Segment Start: Data provided

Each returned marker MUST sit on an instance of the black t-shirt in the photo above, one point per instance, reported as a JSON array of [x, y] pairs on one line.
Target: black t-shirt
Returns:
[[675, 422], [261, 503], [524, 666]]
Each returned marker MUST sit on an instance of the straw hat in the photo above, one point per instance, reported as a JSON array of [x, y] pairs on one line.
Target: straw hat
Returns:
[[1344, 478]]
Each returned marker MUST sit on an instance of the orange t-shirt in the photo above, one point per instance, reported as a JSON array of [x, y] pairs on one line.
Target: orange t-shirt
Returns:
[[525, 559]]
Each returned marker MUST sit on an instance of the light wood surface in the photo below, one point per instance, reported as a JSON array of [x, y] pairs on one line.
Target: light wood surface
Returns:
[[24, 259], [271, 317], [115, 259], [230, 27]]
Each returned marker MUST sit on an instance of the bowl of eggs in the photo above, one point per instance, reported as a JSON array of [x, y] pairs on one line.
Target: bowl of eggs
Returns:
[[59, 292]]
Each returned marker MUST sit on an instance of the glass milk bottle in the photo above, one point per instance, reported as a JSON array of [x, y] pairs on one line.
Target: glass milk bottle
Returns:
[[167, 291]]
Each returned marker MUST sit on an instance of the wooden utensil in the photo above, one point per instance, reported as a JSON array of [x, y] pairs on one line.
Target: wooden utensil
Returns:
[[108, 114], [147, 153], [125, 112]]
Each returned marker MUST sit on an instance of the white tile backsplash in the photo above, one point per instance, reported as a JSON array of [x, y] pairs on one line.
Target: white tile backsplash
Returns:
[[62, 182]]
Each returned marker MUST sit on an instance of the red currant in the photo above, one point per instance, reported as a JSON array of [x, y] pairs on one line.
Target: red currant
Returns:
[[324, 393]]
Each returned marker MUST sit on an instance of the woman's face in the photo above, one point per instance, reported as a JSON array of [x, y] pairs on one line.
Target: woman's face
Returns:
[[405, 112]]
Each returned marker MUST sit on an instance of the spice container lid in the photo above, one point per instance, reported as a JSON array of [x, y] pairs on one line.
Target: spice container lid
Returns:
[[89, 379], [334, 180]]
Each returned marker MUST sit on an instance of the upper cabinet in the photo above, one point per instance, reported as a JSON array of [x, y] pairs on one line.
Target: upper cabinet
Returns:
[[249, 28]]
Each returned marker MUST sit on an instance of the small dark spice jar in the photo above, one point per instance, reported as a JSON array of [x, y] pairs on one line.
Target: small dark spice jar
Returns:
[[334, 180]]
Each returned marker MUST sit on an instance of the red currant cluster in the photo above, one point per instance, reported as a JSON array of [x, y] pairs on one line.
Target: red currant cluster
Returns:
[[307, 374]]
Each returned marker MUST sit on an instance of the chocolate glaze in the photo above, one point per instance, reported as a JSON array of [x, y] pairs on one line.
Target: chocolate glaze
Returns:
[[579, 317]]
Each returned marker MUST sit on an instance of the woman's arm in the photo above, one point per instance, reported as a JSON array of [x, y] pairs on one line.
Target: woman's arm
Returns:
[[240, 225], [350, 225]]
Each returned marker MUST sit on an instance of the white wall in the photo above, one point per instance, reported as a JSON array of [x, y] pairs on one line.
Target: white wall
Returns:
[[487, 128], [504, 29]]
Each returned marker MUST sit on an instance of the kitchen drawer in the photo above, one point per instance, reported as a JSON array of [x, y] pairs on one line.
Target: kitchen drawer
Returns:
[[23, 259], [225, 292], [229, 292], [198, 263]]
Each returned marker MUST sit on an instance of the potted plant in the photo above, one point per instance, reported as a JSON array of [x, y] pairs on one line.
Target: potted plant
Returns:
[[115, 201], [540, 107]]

Segment End: Data provided

» **Activity**
Give every entry once more, exactly as it reads.

» **Problem solution**
Each returned marker MUST sit on an instance of the black t-shirt in the photo above, one point per instance, reported as a JSON array of [x, y] pairs on one line.
Target: black t-shirt
Returns:
[[675, 422], [261, 503], [524, 666]]
Each returned marker MUST sit on an instance of the straw hat in the photo above, one point per instance, reported as a JSON array of [x, y] pairs on one line.
Target: straw hat
Returns:
[[1344, 478]]
Each returned marker MUST sit on an instance of the orange t-shirt in the photo above, one point per instance, reported as a JSON array of [x, y] pairs on one line.
Target: orange t-shirt
Returns:
[[525, 559]]
Each returned marker MUST sit on an instance of the light wood surface in the photo below, one point per instance, reported as a JSON array of [x, y] pairs on one line.
Target: light wood surface
Returns:
[[24, 259], [271, 317], [115, 259], [230, 27]]
Each returned marker MUST sit on an instance of the bowl of eggs in the photo above, one point per instance, reported as a JSON array of [x, y] pairs on one line.
Target: bowl of eggs
Returns:
[[59, 292]]
Each returned marker MUST sit on an instance of the glass milk bottle in the photo above, one point per instance, reported as a JSON array of [x, y] pairs on one line.
Target: glass milk bottle
Returns:
[[167, 291]]
Each returned marker MUST sit on an instance of the wooden utensil in the photo above, one point per instance, reported as a JSON array of [x, y] pairs on one line.
Target: wooden utensil
Returns:
[[108, 114], [147, 153], [125, 112]]
Each returned marker MUST sit on an instance of the white tile backsplash in the photo above, one point per instance, reported as a JSON array of [x, y] pairs on one line.
Target: white tile backsplash
Returns:
[[62, 182]]
Each returned marker MUST sit on an instance of the red currant in the photo above, one point per instance, reported as a JSON array of [x, y] pairs on one line.
Target: red currant
Returns:
[[324, 393]]
Each returned marker MUST sit on an instance of the woman's face in the photo above, one point per instance, reported as a JSON array of [x, y] pairs on one line.
Target: woman's face
Returns:
[[405, 112]]
Each returned marker MUST sit on an instance of the spice container lid in the photo above, one point per instance, reported as a JSON array of [x, y] pairs on one line.
Target: spice container lid
Returns:
[[89, 379], [334, 180]]
Each returned marker MUST sit on an instance of the upper cabinet in the photo above, one point per instance, reported as a JSON array of [x, y] pairs on one line.
Target: upper cabinet
Returns:
[[249, 28]]
Each returned marker MUST sit on an instance of the small dark spice jar in the photo above, one point per instance, reported as a JSON array of [x, y] pairs on one line.
Target: small dark spice jar
Returns:
[[334, 180]]
Each returned marker MUST sit on an instance of the red currant cluster in the photo above, one point per instance, reported as a JSON array of [x, y] pairs on one line.
Target: red currant cluster
Returns:
[[307, 374]]
Each returned marker MUST sit on an instance of the chocolate glaze in the photo above, one point per instance, reported as a JSON array of [x, y] pairs on one line.
Target: chocolate glaze
Returns:
[[579, 317]]
Each returned marker MUST sit on an instance of the woman's arm in the photo above, one point per instance, reported as a JSON array of [x, y] pairs on one line.
Target: woman's arm
Returns:
[[240, 225], [350, 225]]
Each returned marker MUST sit on an instance of the white wall in the photo above, one point per instance, reported as a JSON array of [x, y] pairs on one line.
Target: white wall
Returns:
[[487, 128], [504, 29]]
Each returned marker MUST sit on an instance of the kitchen drawer in the photo above, one point per instance, reported as a JSON array of [x, y] pairs on one line.
Target: kitchen drawer
Returns:
[[23, 259], [225, 292], [229, 292], [198, 263]]
Each returned marker MUST sit on an instance of the potted plant in the photo above, one point per instance, reported as a JSON array of [x, y] pairs on one line.
Target: potted plant
Returns:
[[115, 201], [540, 107]]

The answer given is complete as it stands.